[Rows from an object pointing dataset]
----------

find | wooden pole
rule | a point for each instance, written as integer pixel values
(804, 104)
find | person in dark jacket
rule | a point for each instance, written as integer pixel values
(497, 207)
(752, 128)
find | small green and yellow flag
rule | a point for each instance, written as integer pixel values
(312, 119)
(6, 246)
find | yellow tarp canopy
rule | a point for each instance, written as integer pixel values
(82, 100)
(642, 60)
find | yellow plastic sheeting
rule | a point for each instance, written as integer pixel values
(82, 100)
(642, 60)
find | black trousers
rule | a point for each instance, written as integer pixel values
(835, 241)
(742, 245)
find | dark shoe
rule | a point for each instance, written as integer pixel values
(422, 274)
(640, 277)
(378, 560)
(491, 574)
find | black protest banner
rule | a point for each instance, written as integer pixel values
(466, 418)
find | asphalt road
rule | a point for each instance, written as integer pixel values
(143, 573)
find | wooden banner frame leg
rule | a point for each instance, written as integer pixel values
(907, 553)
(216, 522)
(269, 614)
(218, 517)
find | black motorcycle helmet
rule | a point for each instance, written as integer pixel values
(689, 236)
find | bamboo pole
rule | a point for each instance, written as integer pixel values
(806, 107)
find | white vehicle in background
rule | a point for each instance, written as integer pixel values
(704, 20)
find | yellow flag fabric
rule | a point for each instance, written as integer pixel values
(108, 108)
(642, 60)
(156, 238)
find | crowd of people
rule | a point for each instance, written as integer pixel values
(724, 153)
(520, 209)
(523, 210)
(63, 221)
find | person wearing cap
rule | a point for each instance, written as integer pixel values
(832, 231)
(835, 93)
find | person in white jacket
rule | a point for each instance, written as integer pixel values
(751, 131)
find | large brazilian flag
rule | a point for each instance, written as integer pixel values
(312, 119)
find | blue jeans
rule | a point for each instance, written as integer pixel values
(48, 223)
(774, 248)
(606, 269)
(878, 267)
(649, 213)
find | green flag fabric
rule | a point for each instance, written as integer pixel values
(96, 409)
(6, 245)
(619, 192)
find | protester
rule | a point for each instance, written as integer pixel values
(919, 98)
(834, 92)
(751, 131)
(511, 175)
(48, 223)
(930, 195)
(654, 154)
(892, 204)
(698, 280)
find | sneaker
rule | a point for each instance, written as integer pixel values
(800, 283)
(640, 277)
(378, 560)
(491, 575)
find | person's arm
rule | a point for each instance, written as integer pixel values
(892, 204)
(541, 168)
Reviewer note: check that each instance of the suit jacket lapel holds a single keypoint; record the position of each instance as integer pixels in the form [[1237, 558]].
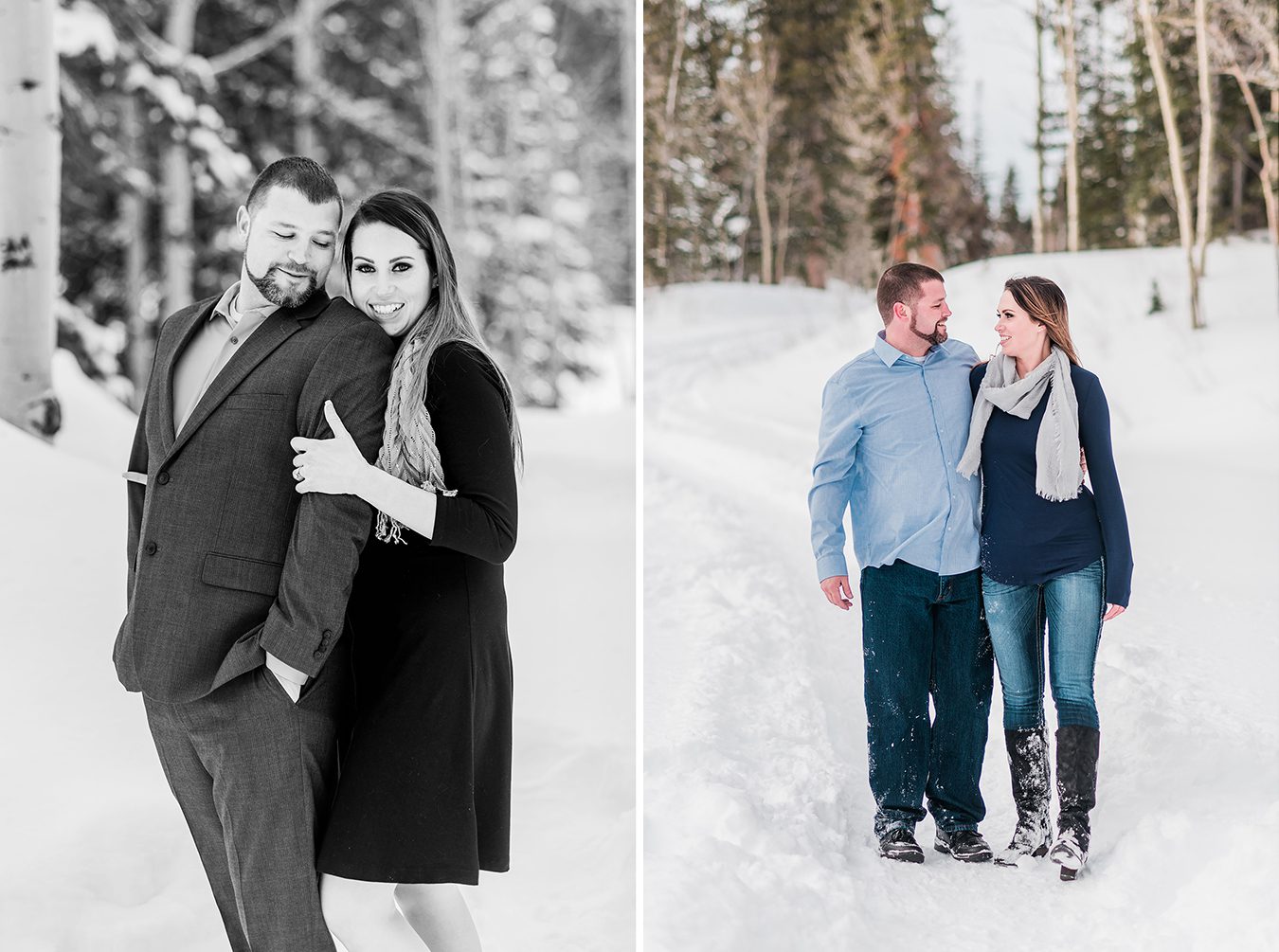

----------

• [Instructions for the task] Please retype all of the material above line for line, without changing anything, and leave the pictures out of your answer.

• [Answer to this task]
find | wooden pole
rule | a point for each instance, written as integer pixel values
(804, 104)
find | person in dark jacket
rule | a point for each instance, written as integer pixel values
(497, 207)
(752, 128)
find | small green and yellow flag
rule | a point for each instance, written as integer pixel values
(312, 119)
(6, 246)
find | yellow tarp canopy
rule | a point for each instance, written as integer pixel values
(82, 100)
(642, 60)
find | yellow plastic sheeting
rule | a point for each instance, written as integer pixel values
(82, 100)
(642, 60)
find | black trousers
rule | a point for each instance, written as integer pixel values
(835, 241)
(742, 245)
find | dark shoe
rule | a point for each instance, written as integer pixel values
(422, 274)
(640, 277)
(378, 560)
(491, 574)
find | black protest banner
rule | a point for each instance, written as integer pixel values
(466, 418)
find | asphalt road
rule | a point for each instance, written as integer pixel values
(143, 573)
find | wooden banner frame leg
rule | a point for each instance, written as integer pixel values
(907, 553)
(216, 522)
(269, 614)
(218, 517)
find | black motorcycle helmet
rule | a point for each instance, written as integer pixel values
(689, 236)
find | bamboo pole
rule | a point for each instance, written as integer pixel values
(806, 107)
find | white vehicle in background
rule | a point for each instance, written as integer pixel values
(704, 20)
find | yellow flag fabric
rule | a point for each instance, written as integer pixel values
(108, 108)
(642, 60)
(156, 238)
find | crowd of people
rule | a point for each instance, written as integer pixel values
(724, 153)
(520, 209)
(523, 210)
(63, 221)
find | person wearing cap
rule | a point for each instance, written as integer pixel values
(832, 231)
(835, 93)
find | person in white jacket
rule | a point for each instance, written as integer pixel values
(751, 131)
find | large brazilian flag
rule | a point for each instance, written as integer pixel values
(312, 119)
find | blue jeans
rule | a point for each instance, written as integer pixel values
(48, 223)
(774, 248)
(606, 269)
(878, 267)
(649, 213)
find | green flag fabric
rule | a point for each instance, written as integer pixel values
(96, 409)
(6, 245)
(619, 192)
find | protester
rule | a point for each instance, written as integer pixel values
(919, 98)
(834, 92)
(751, 131)
(511, 175)
(48, 223)
(930, 195)
(654, 154)
(892, 204)
(698, 280)
find | sneaker
rule | a point for each instance, written as integer pixel values
(800, 283)
(640, 277)
(378, 560)
(491, 575)
find | person's arm
rule | a point for each instance, written as integer pixel values
(892, 204)
(541, 168)
Reviewer note: check that each instance of the suit jacket lapel holds a single keypoint; record the position of each instance as integer pixels in the form [[1237, 558]].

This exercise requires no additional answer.